◆ TASK PROMPT
Going down the data below, set down exactly the line with "mark the pale sky | one pin per instance." and each line after it through the line with "mark the bush | one pin per instance."; no other lines.

(Source data)
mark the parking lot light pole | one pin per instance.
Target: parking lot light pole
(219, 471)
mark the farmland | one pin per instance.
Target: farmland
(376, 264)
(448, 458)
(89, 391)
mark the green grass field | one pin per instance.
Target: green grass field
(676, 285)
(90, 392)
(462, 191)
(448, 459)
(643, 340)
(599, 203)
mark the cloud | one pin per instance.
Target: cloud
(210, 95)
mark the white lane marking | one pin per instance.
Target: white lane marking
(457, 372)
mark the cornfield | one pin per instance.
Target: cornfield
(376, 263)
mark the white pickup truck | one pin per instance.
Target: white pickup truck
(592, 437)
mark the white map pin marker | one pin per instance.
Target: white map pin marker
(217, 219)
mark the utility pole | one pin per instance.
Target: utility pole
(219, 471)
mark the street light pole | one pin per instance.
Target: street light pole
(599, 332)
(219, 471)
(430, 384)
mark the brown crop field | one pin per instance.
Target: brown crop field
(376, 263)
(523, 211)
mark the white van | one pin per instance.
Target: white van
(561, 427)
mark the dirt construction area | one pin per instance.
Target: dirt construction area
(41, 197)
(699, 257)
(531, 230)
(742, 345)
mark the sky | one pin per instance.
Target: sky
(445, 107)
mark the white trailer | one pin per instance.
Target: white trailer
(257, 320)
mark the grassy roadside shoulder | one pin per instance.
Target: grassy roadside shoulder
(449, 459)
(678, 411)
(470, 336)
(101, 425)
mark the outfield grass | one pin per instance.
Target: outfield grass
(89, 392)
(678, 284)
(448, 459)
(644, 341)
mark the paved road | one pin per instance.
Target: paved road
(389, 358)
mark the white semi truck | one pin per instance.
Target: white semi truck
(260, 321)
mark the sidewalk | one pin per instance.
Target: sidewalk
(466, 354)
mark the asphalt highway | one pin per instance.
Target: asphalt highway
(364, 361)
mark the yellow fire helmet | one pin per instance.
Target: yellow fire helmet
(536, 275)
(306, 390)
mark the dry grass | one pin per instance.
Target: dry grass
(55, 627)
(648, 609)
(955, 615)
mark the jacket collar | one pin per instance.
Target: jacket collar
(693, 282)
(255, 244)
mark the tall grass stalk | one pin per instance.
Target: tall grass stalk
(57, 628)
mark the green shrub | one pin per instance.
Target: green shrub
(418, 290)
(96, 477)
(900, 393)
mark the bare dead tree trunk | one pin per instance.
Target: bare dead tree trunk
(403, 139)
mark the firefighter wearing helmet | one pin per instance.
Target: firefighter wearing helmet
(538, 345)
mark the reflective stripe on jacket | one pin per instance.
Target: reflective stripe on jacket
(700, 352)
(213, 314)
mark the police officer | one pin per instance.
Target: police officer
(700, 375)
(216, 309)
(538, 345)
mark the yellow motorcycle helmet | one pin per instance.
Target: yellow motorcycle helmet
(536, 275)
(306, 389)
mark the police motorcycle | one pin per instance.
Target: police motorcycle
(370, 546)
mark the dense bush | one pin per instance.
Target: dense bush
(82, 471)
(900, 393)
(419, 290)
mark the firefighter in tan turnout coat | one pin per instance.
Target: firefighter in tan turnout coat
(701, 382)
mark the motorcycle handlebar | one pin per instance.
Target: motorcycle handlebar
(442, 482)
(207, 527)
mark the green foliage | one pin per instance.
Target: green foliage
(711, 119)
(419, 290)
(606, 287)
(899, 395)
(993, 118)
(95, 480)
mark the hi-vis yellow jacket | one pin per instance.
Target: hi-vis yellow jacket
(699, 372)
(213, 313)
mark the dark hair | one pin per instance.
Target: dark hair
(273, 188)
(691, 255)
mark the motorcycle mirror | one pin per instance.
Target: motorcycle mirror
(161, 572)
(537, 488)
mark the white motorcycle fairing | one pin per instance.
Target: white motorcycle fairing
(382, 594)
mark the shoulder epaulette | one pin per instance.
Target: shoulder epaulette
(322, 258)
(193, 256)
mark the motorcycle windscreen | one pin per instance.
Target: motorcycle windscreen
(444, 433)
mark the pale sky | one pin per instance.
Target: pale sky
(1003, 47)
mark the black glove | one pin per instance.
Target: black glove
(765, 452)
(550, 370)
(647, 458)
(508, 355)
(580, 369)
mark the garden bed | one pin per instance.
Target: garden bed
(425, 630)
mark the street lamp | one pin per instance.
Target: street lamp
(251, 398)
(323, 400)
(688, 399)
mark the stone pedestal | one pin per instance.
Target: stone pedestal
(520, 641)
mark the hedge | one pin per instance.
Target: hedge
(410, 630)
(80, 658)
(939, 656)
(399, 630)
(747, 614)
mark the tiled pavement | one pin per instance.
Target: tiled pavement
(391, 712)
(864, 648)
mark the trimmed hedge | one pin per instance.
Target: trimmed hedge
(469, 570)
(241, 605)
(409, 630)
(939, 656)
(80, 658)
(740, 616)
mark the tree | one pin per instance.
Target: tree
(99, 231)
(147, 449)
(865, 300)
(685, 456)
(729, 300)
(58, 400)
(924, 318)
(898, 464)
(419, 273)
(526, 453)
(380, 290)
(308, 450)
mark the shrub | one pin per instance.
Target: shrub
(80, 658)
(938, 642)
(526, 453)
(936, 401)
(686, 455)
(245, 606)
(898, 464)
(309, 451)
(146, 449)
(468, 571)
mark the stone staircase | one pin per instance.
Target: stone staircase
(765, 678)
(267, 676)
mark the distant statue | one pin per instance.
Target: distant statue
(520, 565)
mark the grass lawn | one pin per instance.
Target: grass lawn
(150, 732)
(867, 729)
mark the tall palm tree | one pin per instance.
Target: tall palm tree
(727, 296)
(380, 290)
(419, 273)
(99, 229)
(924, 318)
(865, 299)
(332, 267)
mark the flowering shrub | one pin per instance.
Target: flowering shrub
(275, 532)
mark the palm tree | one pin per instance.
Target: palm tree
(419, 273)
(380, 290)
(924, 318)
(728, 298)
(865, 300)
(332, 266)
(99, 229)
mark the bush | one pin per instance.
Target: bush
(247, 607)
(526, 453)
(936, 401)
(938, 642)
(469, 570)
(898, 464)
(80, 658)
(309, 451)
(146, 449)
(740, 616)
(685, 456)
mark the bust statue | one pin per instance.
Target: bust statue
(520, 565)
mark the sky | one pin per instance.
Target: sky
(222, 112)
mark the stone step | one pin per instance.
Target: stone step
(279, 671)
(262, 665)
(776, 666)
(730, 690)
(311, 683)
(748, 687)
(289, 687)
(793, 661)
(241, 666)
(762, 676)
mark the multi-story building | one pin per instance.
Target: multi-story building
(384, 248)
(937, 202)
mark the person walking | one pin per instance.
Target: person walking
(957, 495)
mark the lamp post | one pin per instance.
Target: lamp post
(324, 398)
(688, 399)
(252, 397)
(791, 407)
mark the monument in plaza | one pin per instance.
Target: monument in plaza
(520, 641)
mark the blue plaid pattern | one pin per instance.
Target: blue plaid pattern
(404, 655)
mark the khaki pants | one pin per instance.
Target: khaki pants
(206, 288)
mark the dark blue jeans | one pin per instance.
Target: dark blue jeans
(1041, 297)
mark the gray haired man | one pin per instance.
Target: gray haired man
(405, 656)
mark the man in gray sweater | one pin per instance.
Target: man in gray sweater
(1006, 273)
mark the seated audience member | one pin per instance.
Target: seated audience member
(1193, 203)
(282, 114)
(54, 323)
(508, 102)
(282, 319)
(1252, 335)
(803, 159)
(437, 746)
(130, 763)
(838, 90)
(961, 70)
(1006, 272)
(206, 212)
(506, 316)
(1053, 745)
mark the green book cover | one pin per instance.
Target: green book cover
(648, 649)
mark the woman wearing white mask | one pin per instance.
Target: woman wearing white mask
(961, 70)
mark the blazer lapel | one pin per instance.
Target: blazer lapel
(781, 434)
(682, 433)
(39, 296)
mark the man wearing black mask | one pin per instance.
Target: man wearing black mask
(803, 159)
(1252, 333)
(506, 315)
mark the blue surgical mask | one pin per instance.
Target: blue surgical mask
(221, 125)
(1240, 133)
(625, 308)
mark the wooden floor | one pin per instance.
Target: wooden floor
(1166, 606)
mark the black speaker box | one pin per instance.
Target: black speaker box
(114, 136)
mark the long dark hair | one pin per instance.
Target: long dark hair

◆ ANSWER TO THIS TASK
mark the pale sky | one pin per instance.
Target: pale sky
(1003, 47)
mark the black glove | one pin per instance.
Target: black glove
(765, 452)
(550, 370)
(647, 458)
(508, 355)
(580, 369)
mark the garden bed | one pin per instance.
Target: garden bed
(425, 630)
mark the street lamp | one pin per instance.
Target: street lamp
(251, 398)
(323, 400)
(688, 399)
mark the stone pedestal | one pin per instance.
Target: stone pedestal
(520, 641)
mark the hedge | one pin per instance.
Target: hedge
(410, 630)
(80, 658)
(939, 656)
(399, 630)
(747, 614)
mark the tiled pavement | one pin per instance.
Target: tiled pavement
(391, 712)
(864, 648)
mark the trimmed hedge | one pin per instance.
Target: trimmed hedge
(469, 570)
(241, 605)
(409, 630)
(939, 656)
(80, 658)
(740, 616)
mark the tree | one pin per instance.
Target: tree
(99, 231)
(147, 449)
(865, 300)
(685, 456)
(729, 300)
(58, 400)
(924, 318)
(898, 464)
(419, 273)
(526, 453)
(380, 290)
(308, 450)
mark the shrub | one pin per instance.
Target: shrub
(80, 658)
(938, 642)
(526, 453)
(936, 401)
(686, 455)
(245, 606)
(898, 464)
(309, 451)
(146, 449)
(468, 571)
mark the stone staircase | one pin per instance.
Target: stone staircase
(765, 678)
(267, 676)
mark the distant statue | one pin per instance.
Target: distant statue
(520, 565)
mark the grass lawn | one pin per instance.
Target: grass lawn
(150, 732)
(867, 729)
mark the tall palm tree | one pin per instance.
Target: tall palm tree
(727, 296)
(380, 290)
(419, 273)
(99, 229)
(924, 318)
(865, 299)
(332, 267)
mark the flowering shrub | one pin per instance.
Target: flowering shrub
(275, 532)
mark the palm tree | one pin per instance.
Target: palm tree
(419, 273)
(380, 290)
(924, 318)
(728, 298)
(865, 300)
(332, 266)
(99, 229)
mark the bush | one pin per instance.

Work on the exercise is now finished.